--- WHAT THE EXERCISE ASKS ---
Copy the lines from the one containing "For every instance of the low" through the one containing "(1042, 138)", replacing "dirt path" with "sandy track" and changing nothing else.

begin

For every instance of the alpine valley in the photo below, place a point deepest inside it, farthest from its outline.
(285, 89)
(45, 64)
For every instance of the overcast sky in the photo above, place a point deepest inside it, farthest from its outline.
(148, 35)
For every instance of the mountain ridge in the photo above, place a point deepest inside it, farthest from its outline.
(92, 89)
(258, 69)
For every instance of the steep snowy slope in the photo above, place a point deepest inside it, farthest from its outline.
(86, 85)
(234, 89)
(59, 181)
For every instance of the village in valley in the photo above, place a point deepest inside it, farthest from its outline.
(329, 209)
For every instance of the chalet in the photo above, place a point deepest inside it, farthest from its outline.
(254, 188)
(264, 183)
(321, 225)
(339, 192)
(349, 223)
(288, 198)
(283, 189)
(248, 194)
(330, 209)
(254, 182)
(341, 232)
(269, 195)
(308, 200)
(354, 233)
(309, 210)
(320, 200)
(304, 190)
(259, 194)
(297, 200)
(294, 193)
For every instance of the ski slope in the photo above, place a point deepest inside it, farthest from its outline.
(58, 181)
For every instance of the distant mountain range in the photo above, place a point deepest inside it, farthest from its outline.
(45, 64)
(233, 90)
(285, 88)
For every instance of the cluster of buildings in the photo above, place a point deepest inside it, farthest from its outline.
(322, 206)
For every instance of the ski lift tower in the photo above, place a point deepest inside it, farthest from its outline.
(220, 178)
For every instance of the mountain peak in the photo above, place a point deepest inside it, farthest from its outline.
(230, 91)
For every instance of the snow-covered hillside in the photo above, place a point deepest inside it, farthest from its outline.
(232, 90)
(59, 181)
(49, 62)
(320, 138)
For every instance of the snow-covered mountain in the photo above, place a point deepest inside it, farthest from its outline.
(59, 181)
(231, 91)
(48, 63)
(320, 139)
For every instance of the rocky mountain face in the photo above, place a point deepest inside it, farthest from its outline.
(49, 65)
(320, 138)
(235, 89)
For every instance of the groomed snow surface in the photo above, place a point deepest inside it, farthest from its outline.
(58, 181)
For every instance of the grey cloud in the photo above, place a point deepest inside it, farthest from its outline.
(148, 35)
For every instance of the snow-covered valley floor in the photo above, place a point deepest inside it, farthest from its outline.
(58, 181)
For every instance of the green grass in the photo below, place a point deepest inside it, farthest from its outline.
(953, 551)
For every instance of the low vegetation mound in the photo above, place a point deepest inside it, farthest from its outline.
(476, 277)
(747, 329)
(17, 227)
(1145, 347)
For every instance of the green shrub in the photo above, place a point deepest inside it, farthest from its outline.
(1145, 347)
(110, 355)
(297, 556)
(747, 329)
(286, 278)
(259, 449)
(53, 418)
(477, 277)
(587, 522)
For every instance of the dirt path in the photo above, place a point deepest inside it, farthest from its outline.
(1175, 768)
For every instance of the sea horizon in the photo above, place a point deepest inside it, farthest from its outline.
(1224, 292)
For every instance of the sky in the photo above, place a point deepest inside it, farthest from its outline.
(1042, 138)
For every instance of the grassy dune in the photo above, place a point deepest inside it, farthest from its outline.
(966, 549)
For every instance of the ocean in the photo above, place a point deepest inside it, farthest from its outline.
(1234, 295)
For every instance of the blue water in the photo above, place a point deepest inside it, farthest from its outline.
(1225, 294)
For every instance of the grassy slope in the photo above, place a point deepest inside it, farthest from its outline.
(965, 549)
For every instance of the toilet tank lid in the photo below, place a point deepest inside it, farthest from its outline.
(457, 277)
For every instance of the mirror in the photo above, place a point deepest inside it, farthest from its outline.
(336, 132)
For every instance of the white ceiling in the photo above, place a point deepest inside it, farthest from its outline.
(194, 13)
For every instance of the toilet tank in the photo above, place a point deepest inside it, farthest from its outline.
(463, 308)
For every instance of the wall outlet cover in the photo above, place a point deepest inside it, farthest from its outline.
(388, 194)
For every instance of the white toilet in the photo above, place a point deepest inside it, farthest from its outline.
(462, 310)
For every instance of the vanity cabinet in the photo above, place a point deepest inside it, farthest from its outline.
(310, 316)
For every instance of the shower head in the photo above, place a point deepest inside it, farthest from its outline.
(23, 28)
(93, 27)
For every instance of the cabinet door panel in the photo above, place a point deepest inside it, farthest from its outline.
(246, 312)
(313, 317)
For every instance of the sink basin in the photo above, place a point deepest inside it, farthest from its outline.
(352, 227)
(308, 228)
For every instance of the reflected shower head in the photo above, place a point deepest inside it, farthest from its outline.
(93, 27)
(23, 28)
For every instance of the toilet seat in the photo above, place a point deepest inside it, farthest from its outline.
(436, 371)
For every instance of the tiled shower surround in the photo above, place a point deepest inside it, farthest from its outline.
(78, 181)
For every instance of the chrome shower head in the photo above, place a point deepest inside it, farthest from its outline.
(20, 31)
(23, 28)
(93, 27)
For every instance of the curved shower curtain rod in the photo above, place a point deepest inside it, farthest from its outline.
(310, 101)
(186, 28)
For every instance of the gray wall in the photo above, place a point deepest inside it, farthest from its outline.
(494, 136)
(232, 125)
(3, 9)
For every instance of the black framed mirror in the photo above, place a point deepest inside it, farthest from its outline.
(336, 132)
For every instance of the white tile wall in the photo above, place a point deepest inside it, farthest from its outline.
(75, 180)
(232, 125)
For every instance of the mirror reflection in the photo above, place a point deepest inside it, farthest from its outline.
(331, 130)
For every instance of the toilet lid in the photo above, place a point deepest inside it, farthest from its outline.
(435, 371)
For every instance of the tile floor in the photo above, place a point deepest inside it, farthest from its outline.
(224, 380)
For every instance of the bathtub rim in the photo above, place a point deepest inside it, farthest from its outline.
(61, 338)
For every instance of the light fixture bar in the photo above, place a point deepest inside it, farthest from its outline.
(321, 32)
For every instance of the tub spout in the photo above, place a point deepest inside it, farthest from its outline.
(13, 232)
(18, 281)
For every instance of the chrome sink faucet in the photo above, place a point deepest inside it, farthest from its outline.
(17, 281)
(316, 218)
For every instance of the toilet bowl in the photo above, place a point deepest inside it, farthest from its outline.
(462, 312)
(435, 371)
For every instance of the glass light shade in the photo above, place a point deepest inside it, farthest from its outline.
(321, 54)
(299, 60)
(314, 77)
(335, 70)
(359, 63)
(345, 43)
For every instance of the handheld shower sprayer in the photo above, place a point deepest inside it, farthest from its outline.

end

--- WRITTEN SOLUTION ---
For every instance of the low vegetation mound in the photo above, place a point deepest inside it, farthest from its outline.
(476, 277)
(747, 329)
(17, 227)
(1145, 347)
For every instance of the green shrub in the photo above, place a point deepest inside it, farthest from its outline.
(1145, 347)
(110, 355)
(297, 556)
(747, 329)
(286, 278)
(259, 449)
(53, 418)
(477, 277)
(587, 522)
For every instance of the sandy track in the photo above, place a point deepest inside it, farthest from its outline.
(1175, 768)
For every instance of the sea horizon in the photo above, place a point deepest inside it, farthest from its outline.
(1224, 292)
For every instance of the sky in the photo above, place a point deepest inside it, farthest from its outline.
(1042, 138)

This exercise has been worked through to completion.